◆ What you should do
Return only what lies between the first line of the entries and the line containing "Q: For every instance of the purple", both lines included.

◆ Collection entries
· · · ·
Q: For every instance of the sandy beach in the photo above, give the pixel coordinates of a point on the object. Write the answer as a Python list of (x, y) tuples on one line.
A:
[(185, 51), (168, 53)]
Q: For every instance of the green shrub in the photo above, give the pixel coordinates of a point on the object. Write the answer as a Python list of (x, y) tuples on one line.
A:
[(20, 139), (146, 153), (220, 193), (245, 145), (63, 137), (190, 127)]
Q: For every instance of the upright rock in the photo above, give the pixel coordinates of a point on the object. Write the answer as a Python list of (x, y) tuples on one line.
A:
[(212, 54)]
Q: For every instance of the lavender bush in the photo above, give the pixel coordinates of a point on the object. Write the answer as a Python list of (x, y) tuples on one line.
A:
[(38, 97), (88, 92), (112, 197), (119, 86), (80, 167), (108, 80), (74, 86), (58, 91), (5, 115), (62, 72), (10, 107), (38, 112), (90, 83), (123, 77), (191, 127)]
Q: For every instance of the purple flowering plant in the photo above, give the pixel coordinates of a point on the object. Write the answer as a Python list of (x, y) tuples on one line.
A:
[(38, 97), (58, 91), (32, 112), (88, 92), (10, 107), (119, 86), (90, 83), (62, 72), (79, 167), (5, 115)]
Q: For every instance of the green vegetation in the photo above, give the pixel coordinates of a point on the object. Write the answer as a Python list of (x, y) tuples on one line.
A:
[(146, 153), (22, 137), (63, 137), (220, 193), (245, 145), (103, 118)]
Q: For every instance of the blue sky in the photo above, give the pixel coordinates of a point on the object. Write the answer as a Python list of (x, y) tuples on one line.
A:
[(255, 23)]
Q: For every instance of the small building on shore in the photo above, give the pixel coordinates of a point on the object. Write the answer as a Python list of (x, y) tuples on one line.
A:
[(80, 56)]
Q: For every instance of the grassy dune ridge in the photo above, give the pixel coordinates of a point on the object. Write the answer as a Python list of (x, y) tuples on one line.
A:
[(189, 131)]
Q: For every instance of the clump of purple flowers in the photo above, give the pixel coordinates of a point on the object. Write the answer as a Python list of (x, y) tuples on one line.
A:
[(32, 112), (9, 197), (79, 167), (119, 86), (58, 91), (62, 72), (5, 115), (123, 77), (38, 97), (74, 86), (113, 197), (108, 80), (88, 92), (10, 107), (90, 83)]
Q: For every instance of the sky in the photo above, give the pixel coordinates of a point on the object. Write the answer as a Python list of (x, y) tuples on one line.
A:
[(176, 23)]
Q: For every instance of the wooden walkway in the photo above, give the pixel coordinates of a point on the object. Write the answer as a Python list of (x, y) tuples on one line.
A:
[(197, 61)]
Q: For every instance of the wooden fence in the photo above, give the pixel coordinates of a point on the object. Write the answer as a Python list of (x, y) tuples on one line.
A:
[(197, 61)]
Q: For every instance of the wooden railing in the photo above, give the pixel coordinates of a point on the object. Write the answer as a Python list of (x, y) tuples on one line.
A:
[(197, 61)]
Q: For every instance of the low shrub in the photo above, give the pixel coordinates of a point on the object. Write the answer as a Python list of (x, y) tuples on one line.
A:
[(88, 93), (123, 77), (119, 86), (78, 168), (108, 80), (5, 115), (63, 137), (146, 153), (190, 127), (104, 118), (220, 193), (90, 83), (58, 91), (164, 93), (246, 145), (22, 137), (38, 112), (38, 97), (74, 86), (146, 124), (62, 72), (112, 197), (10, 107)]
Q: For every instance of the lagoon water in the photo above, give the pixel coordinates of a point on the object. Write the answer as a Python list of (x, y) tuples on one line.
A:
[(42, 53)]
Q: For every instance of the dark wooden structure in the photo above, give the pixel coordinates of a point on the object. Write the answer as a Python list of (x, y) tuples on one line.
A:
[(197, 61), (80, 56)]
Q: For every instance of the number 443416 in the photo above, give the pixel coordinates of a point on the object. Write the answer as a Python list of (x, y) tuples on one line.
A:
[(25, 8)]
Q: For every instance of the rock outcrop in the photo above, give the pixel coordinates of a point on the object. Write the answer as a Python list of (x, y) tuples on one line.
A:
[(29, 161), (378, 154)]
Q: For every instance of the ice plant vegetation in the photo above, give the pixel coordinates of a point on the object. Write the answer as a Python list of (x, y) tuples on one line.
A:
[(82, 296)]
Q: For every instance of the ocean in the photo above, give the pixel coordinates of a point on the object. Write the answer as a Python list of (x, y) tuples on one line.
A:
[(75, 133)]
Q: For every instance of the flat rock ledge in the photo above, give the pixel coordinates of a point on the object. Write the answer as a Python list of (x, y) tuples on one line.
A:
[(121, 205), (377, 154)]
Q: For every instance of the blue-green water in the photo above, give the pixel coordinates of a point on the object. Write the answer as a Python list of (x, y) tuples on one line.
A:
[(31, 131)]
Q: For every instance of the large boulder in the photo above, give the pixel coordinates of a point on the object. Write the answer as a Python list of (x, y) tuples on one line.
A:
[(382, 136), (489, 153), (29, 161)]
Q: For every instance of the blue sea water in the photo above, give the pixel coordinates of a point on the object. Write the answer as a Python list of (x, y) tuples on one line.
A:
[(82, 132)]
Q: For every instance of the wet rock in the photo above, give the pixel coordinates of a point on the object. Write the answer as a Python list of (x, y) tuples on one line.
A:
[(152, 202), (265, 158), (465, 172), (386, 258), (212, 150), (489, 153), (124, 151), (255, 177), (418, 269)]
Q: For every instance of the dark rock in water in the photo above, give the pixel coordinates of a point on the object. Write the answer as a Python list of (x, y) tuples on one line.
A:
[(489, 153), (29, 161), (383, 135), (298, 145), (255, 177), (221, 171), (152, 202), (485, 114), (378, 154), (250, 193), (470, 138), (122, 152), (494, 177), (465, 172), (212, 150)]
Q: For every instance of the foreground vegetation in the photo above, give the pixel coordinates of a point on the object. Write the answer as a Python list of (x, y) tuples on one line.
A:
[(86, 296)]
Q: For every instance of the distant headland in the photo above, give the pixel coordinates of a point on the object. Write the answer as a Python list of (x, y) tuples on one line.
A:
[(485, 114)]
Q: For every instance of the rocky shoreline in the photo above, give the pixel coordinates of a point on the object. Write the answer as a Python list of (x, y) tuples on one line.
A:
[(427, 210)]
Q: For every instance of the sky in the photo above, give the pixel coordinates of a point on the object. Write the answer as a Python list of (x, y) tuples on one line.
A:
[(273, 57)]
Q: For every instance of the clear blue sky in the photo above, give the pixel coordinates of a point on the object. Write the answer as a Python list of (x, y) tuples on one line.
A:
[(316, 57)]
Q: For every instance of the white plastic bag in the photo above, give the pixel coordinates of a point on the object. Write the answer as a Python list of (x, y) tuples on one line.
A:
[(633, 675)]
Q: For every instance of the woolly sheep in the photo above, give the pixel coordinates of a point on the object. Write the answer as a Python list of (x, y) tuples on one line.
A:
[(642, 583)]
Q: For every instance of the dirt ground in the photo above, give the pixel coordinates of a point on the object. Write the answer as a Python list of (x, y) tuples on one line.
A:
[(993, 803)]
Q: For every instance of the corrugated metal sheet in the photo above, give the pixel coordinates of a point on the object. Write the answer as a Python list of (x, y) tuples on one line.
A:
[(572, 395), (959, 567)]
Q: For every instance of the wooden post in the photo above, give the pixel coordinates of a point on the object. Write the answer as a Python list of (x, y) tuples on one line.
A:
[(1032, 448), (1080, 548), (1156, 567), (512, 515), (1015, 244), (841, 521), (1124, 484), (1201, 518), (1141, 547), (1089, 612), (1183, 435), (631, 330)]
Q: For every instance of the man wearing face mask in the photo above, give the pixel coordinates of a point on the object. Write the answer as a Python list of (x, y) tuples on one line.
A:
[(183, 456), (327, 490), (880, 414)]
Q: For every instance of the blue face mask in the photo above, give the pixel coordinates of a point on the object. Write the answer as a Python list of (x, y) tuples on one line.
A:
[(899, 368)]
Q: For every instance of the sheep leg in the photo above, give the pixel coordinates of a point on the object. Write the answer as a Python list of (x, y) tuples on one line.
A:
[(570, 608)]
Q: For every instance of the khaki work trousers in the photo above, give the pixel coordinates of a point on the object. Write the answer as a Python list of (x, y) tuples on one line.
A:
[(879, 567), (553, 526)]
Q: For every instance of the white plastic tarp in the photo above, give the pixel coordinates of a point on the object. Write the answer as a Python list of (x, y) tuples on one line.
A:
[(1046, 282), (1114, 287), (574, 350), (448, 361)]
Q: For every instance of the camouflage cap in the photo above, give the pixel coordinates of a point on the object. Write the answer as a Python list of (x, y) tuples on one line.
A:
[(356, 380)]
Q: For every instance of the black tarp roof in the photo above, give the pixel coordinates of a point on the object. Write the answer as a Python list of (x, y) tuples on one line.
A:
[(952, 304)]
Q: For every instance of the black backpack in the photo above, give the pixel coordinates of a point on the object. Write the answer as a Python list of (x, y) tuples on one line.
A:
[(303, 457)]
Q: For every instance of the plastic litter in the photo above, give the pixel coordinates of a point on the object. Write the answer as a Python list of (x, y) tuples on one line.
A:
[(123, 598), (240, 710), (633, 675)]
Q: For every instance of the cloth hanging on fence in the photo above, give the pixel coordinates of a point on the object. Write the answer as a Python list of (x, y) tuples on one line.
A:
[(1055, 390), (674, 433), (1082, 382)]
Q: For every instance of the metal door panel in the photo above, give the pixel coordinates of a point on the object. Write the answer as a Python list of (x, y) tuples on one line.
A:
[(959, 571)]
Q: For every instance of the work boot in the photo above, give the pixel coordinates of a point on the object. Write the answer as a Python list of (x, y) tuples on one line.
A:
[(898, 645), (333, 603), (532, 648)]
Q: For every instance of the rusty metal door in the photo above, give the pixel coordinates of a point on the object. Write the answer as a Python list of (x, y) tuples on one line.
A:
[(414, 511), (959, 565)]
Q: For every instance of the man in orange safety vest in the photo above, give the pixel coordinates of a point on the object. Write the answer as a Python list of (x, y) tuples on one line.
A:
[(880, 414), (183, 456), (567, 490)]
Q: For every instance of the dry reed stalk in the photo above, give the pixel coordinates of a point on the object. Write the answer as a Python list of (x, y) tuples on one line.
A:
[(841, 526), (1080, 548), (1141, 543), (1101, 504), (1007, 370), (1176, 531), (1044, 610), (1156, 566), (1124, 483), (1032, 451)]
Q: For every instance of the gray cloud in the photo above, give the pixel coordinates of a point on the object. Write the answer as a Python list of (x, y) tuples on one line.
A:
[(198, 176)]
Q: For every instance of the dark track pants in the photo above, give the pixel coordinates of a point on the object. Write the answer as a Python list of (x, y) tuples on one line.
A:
· · · ·
◆ Reply to the task
Q: For every instance of the sandy beach in the photo above, give the pixel coordinates of a point on the object. Write the answer as a Python list of (x, y) tuples on one line.
A:
[(185, 51), (168, 53)]
Q: For every instance of the green shrub in the photo above, give the pixel coordinates of a point on the object. Write the answer as a Python list of (x, y) tuples on one line.
A:
[(20, 139), (146, 153), (220, 193), (245, 145), (63, 137), (190, 127)]
Q: For every instance of the upright rock in the photo above, give the pixel coordinates of a point on the object. Write the answer as a Python list of (x, y) tuples on one line.
A:
[(212, 54)]
Q: For every instance of the lavender bush in the photo above, give the pixel coordinates of a point on the object. Write the answer as a Python list of (x, y) tuples on one line.
A:
[(38, 97), (88, 92), (112, 197), (119, 86), (80, 167), (108, 80), (74, 86), (58, 91), (5, 115), (62, 72), (10, 107), (38, 112), (90, 83), (123, 77), (191, 127)]
Q: For every instance of the purple flowering plant in the photo above, give the pixel coordinates of a point on the object. Write the answer as a Python list of (x, y) tuples on one line.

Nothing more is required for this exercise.